Iran and Oman move to formalise Strait of Hormuz management, setting up a regional coastal-state track
Tehran and Muscat agreed on 23 June 2026 to negotiate a bilateral framework for managing Hormuz navigation and to open a parallel track with neighbouring coastal states — a small procedural step that could reshape who sets the rules for the world's most consequential oil chokepoint.

Iranian Parliament Speaker Mohammad Bagher Ghalibaf arrived in Muscat on the morning of 23 June 2026 and was received by Omani Sultan Haitham bin Tariq. According to Iranian state news agency IRNA, the two sides agreed to launch formal negotiations on a bilateral framework for managing navigation through the Strait of Hormuz and to set up a joint committee to handle the technical and financial details. A parallel track, the agency reported, will bring neighbouring coastal states into the talks. The meeting, Iranian outlets said, is the operational follow-up to a framework dubbed "Minab 168," a reference to a port city on Iran's Hormuz coast and to the 168-kilometre-wide shipping lane that connects the Persian Gulf to the Gulf of Oman.
The Muscat meeting is procedural rather than dramatic — no treaty was signed, no fee schedule was published, and no third-party broker was named. But the choreography is unusual: Iran and Oman have chosen to negotiate chokepoint governance directly, in a region where the United States Fifth Fleet and a constellation of Gulf monarchies have historically set the maritime-security tempo. That choice, more than the substance on 23 June, is the story.
What was actually agreed
The headline of the day is narrow. IRNA, the official Iranian outlet, framed the outcome as three linked commitments: a bilateral agreement on Strait of Hormuz navigation management; a joint committee to handle costs and services; and a regional consultation process with coastal states. The Open Source Intel channel, summarising the same IRNA wire, added that the talks would cover "costs and services" — language that points to a fee-for-service arrangement, the kind of structure Iran has floated in various forms since 2019 and that Oman, as the Gulf's most active diplomatic interlocutor with Tehran, has historically been willing to host.

SOURCE DATA

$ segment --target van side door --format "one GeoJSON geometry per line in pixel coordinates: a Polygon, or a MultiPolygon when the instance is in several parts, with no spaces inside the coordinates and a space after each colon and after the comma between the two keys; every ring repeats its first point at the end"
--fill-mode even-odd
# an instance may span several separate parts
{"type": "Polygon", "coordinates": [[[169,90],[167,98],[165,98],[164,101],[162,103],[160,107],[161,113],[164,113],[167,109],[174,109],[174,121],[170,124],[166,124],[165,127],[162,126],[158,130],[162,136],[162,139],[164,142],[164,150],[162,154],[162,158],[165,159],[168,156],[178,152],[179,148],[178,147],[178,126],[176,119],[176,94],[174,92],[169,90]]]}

BRIEF A
Summarize the Hormuz article in two sentences.
BRIEF B
Please carry on writing the Hormuz article from its last sentence.
The data have no connection to the Hormuz article.

WRITTEN RESPONSE A
On 23 June 2026, Iranian Parliament Speaker Mohammad Bagher Ghalibaf met Omani Sultan Haitham bin Tariq in Muscat, where, according to IRNA, the two sides agreed to negotiate a bilateral framework for managing navigation through the Strait of Hormuz, set up a joint committee for technical and financial details, and open a parallel track with neighboring coastal states. No treaty was signed and no fee schedule was published, but the choice by Iran and Oman to negotiate chokepoint governance directly, in a region where the US Fifth Fleet and Gulf monarchies have historically set the maritime-security tempo, matters more than the day's substance.

WRITTEN RESPONSE B
What the available reporting does not specify is the scope. The sources do not disclose whether the planned agreement addresses transit fees, pilotage, search-and-rescue coordination, pollution response, or rules of engagement for the Iranian Revolutionary Guard Corps navy, which has periodically seized commercial tankers in the Strait. The sources do not name the coastal states expected at the regional table, nor do they set a timeline. The Cradle, a Beirut-based outlet that has covered the Hormuz track closely, characterised the meeting as a step towards a more institutionalised arrangement, but stopped short of confirming any of the operational details.
The procedural modesty of the announcement is itself informative. Negotiations over the Strait have a long history of inflating in the press and contracting in practice. The cautious wording — "negotiate an agreement," "form a joint committee," "hold talks with regional coastal states" — is the language of officials who want to be seen moving without yet committing to a deal.
Why Oman, and why now
Oman's role is structural. Muscat has spent four decades cultivating a mediator identity: it accepted the Shah's overthrow in 1979, hosted the secret 2013 back channel between Iran and the United States that produced an interim nuclear deal, and maintained diplomatic relations with Tehran through periods when its Gulf Cooperation Council partners did not. Sultan Haitham bin Tariq, who succeeded the long-serving Sultan Qaboos in 2020, has continued that posture.
For Iran, an Omani-hosted process offers three things no other Gulf capital does: a sitting-down venue with an Arab monarch that does not require Tehran to first reconcile with Riyadh or Abu Dhabi; a channel that can be presented to Washington as confidence-building without requiring a direct Iran–US negotiation; and a working language of technical committees that allows Iranian negotiators to defer the harder political questions — sanctions, IRGC operations, the fate of seized tankers — to a later track. The Cradle's framing of the meeting as preparatory, rather than conclusive, is consistent with that reading.
The "Minab 168" label, reported by IRNA, is the kind of branding a negotiating team uses internally before a process is ready to be named publicly. Minab is a small port on the Iranian side of the Strait, and 168 is the lane's narrowest navigable width in kilometres. The name suggests the Iranian side has a written concept paper; the Omani side, by agreeing to host, has accepted that paper as a basis for discussion rather than dismissed it.
The structural frame: a chokepoint looking for a governor
The Strait of Hormuz carries roughly a fifth of global seaborne oil and a significant share of liquefied natural gas. It is governed, in practice, by a patchwork: international maritime law, US naval presence, Iranian coastal authority, Omani territorial waters on the southern shore, and a standing GCC concern about Iranian behaviour that the Saudi–Iranian rapprochement of 2023 has only partially defused. There is no single treaty body that sets transit fees, arbitrates seizures, or coordinates pollution response. The closest analogue is the Montreux Convention for the Turkish Straits, written in 1936 and still the only codified regime for a major energy chokepoint — and Montreux took years of multilateral negotiation to lock in.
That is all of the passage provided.